Exercise prompt – Using only the entries below, copy exactly the lines that begin at the one with "of white bedsheet." and end at the one with "instance of ceiling", both included. Drop the pictures.

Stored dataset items
BEGIN

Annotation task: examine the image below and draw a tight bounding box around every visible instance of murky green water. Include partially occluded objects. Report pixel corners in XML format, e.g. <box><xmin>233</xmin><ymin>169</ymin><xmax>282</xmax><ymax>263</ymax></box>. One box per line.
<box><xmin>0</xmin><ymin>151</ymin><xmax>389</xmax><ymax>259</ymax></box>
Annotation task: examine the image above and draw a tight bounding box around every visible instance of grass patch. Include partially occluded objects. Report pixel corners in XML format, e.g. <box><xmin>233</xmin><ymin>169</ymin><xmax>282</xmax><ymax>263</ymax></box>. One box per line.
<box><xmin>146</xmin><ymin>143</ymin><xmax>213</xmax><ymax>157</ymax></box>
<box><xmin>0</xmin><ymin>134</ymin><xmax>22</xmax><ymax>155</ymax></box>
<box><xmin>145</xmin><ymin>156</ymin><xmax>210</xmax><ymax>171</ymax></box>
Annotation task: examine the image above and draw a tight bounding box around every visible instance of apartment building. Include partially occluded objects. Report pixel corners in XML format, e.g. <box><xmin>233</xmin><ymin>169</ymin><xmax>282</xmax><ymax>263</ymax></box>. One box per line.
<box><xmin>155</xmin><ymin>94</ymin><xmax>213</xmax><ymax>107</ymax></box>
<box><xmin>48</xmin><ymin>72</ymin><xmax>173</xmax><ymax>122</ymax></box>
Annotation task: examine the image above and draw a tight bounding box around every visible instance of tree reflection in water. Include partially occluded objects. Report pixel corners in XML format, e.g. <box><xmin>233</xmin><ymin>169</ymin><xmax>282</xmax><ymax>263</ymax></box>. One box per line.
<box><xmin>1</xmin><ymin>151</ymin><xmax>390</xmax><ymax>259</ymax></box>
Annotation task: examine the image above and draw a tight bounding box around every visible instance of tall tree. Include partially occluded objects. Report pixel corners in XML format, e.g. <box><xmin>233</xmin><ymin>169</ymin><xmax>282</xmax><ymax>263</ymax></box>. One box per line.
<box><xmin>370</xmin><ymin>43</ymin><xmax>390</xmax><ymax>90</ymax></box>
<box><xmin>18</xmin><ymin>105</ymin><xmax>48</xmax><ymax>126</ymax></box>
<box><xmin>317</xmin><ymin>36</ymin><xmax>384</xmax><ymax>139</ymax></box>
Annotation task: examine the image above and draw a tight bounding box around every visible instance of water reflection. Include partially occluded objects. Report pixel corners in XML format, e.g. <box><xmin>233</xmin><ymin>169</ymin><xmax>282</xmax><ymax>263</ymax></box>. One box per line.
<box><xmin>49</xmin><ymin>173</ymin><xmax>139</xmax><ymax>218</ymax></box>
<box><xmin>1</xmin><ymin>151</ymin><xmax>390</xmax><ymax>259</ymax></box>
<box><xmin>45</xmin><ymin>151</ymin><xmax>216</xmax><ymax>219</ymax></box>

END
BEGIN

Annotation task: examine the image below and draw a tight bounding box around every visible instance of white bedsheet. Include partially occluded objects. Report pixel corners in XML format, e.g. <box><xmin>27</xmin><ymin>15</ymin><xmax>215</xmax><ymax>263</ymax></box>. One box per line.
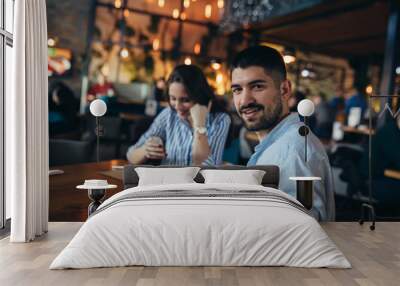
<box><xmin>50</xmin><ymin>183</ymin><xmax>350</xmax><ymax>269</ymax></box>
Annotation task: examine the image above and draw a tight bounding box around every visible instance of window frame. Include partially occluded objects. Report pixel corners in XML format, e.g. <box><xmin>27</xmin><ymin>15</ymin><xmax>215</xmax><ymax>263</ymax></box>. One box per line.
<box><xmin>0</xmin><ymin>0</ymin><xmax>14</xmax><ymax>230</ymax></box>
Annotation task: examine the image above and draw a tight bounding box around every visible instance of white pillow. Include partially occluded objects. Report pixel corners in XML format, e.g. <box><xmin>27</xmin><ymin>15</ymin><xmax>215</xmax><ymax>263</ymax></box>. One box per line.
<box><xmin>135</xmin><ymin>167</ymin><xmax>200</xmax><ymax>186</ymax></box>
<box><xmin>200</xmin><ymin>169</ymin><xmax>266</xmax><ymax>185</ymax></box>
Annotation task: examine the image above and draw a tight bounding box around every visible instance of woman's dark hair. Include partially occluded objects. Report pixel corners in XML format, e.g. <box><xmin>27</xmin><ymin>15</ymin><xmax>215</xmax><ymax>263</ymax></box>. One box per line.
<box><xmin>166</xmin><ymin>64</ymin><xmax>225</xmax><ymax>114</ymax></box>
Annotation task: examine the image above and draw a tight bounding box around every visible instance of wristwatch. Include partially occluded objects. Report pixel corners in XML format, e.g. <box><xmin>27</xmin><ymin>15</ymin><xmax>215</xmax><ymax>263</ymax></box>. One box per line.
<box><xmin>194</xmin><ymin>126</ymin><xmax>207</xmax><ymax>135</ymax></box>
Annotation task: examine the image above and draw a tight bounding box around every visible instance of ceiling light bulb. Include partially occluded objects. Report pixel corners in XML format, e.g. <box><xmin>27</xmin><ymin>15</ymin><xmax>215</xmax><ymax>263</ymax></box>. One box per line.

END

Output for this task –
Annotation task: examine the image below and draw a tight bounding box around every visible instance of white bedsheet. Include partially occluded objects. Report pixel corners in XML format, e.g. <box><xmin>27</xmin><ymin>15</ymin><xmax>215</xmax><ymax>263</ymax></box>. One box per line.
<box><xmin>50</xmin><ymin>183</ymin><xmax>350</xmax><ymax>269</ymax></box>
Annotation task: examine the image above and draw a tight bounding box around every visible instance of window frame. Include partially occluded objects. Report pixel corners in XML format, e.g. <box><xmin>27</xmin><ymin>15</ymin><xmax>215</xmax><ymax>263</ymax></box>. One box per line.
<box><xmin>0</xmin><ymin>0</ymin><xmax>14</xmax><ymax>230</ymax></box>
Annotation task: examine the image above and draw a tight bounding box around every visible instance of white pillow. Include partially occluded objects. Report pixel corners in XML format, e.g. <box><xmin>27</xmin><ymin>15</ymin><xmax>215</xmax><ymax>263</ymax></box>. One box per line.
<box><xmin>135</xmin><ymin>167</ymin><xmax>200</xmax><ymax>186</ymax></box>
<box><xmin>200</xmin><ymin>169</ymin><xmax>266</xmax><ymax>185</ymax></box>
Annotation task: examine the image above and draw a tight bounding box around every visible instance of woman's dark hair. Include partially occluded objects. Report pixel corners in XML format, e.g. <box><xmin>27</xmin><ymin>15</ymin><xmax>215</xmax><ymax>263</ymax></box>. One box per line.
<box><xmin>166</xmin><ymin>64</ymin><xmax>225</xmax><ymax>114</ymax></box>
Annotation task: examine the image above and draw a tight bounding box around every visible instance of wristwatch. Include partially occluded objects. Report pixel corners in XML format, e.g. <box><xmin>27</xmin><ymin>15</ymin><xmax>215</xmax><ymax>263</ymax></box>. One box per line.
<box><xmin>194</xmin><ymin>126</ymin><xmax>207</xmax><ymax>135</ymax></box>
Annotation task: examine the image above and draw a tight bounding box around every visible instance of ceiling light bulb. Include partially occluded objects. Report pixel corners in XML format, e.g. <box><xmin>27</xmin><ymin>15</ymin><xmax>215</xmax><ymax>263</ymax></box>. One box per line.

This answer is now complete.